(Images for object localization)
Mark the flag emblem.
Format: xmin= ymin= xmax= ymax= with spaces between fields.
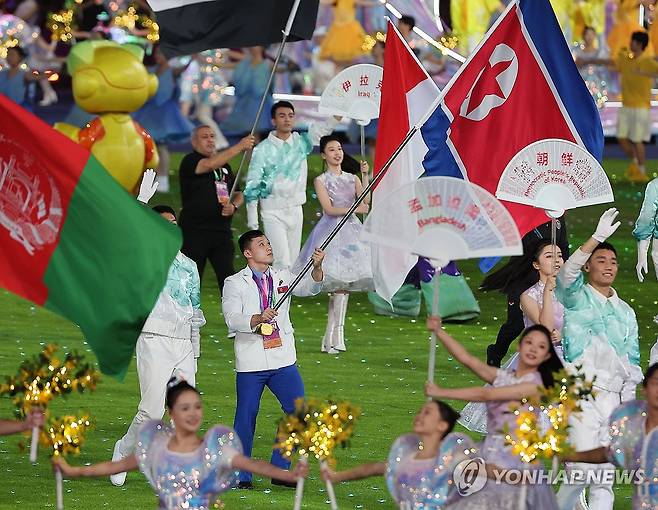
xmin=0 ymin=148 xmax=63 ymax=256
xmin=460 ymin=44 xmax=518 ymax=121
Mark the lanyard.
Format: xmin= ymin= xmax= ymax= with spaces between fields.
xmin=213 ymin=169 xmax=226 ymax=182
xmin=253 ymin=272 xmax=275 ymax=311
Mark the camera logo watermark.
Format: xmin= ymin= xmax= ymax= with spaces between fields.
xmin=452 ymin=457 xmax=645 ymax=495
xmin=453 ymin=458 xmax=487 ymax=496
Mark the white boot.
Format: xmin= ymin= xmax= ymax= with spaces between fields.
xmin=110 ymin=439 xmax=128 ymax=486
xmin=321 ymin=294 xmax=337 ymax=353
xmin=333 ymin=293 xmax=349 ymax=352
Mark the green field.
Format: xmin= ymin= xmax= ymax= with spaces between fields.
xmin=0 ymin=155 xmax=652 ymax=509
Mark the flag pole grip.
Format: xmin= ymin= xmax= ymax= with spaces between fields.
xmin=273 ymin=126 xmax=419 ymax=310
xmin=229 ymin=0 xmax=303 ymax=198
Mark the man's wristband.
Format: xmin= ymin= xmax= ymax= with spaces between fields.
xmin=231 ymin=201 xmax=239 ymax=209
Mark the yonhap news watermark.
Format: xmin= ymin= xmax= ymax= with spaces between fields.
xmin=453 ymin=458 xmax=646 ymax=496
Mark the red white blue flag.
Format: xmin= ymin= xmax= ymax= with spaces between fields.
xmin=420 ymin=0 xmax=604 ymax=236
xmin=371 ymin=0 xmax=603 ymax=300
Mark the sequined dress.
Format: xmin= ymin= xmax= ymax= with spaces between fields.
xmin=451 ymin=369 xmax=559 ymax=510
xmin=608 ymin=400 xmax=658 ymax=509
xmin=293 ymin=171 xmax=373 ymax=292
xmin=385 ymin=433 xmax=477 ymax=509
xmin=459 ymin=280 xmax=564 ymax=434
xmin=136 ymin=420 xmax=242 ymax=510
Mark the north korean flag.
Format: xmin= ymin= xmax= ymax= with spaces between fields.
xmin=420 ymin=0 xmax=603 ymax=237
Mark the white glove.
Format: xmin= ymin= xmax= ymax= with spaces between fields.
xmin=190 ymin=310 xmax=205 ymax=359
xmin=637 ymin=239 xmax=650 ymax=282
xmin=592 ymin=207 xmax=621 ymax=243
xmin=137 ymin=169 xmax=159 ymax=204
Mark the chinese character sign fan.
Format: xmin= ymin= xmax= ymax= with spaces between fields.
xmin=318 ymin=64 xmax=383 ymax=124
xmin=361 ymin=176 xmax=522 ymax=267
xmin=495 ymin=139 xmax=613 ymax=217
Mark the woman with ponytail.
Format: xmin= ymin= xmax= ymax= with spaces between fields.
xmin=425 ymin=317 xmax=562 ymax=509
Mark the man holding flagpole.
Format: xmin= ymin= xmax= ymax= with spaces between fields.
xmin=222 ymin=230 xmax=324 ymax=489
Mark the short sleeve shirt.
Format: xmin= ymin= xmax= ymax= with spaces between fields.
xmin=616 ymin=52 xmax=658 ymax=108
xmin=178 ymin=151 xmax=241 ymax=233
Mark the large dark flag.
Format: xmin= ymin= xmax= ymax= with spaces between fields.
xmin=151 ymin=0 xmax=320 ymax=57
xmin=0 ymin=96 xmax=181 ymax=378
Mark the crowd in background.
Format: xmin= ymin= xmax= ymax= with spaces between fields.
xmin=2 ymin=1 xmax=657 ymax=140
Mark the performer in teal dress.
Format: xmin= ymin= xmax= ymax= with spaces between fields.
xmin=221 ymin=46 xmax=273 ymax=135
xmin=133 ymin=46 xmax=194 ymax=192
xmin=368 ymin=258 xmax=480 ymax=322
xmin=634 ymin=177 xmax=658 ymax=282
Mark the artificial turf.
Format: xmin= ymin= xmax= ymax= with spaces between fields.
xmin=0 ymin=154 xmax=653 ymax=510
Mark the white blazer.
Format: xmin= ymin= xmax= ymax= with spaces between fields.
xmin=222 ymin=265 xmax=322 ymax=372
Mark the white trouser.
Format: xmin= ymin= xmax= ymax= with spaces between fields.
xmin=556 ymin=388 xmax=621 ymax=510
xmin=116 ymin=333 xmax=196 ymax=456
xmin=261 ymin=205 xmax=304 ymax=271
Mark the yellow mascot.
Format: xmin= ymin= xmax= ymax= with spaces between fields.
xmin=55 ymin=41 xmax=159 ymax=192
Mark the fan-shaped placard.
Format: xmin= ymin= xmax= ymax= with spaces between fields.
xmin=495 ymin=139 xmax=613 ymax=216
xmin=362 ymin=176 xmax=522 ymax=267
xmin=318 ymin=64 xmax=383 ymax=123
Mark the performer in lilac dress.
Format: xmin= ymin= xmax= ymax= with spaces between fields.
xmin=459 ymin=240 xmax=565 ymax=433
xmin=321 ymin=399 xmax=477 ymax=509
xmin=425 ymin=317 xmax=563 ymax=510
xmin=292 ymin=135 xmax=373 ymax=353
xmin=53 ymin=379 xmax=308 ymax=509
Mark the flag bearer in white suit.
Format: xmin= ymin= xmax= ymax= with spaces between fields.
xmin=111 ymin=200 xmax=206 ymax=487
xmin=222 ymin=230 xmax=325 ymax=488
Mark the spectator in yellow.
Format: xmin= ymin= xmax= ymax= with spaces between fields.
xmin=608 ymin=0 xmax=649 ymax=58
xmin=615 ymin=31 xmax=658 ymax=182
xmin=450 ymin=0 xmax=503 ymax=54
xmin=573 ymin=0 xmax=605 ymax=46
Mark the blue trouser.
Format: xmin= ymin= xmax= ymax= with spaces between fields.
xmin=233 ymin=363 xmax=305 ymax=483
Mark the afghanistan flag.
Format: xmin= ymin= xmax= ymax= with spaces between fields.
xmin=152 ymin=0 xmax=320 ymax=57
xmin=0 ymin=96 xmax=181 ymax=378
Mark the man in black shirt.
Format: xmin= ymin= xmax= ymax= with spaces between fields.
xmin=179 ymin=125 xmax=255 ymax=294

-- Description of the task --
For every line of the records with the string "dress", add one to a tally; give the final tally alone.

-- Written response --
3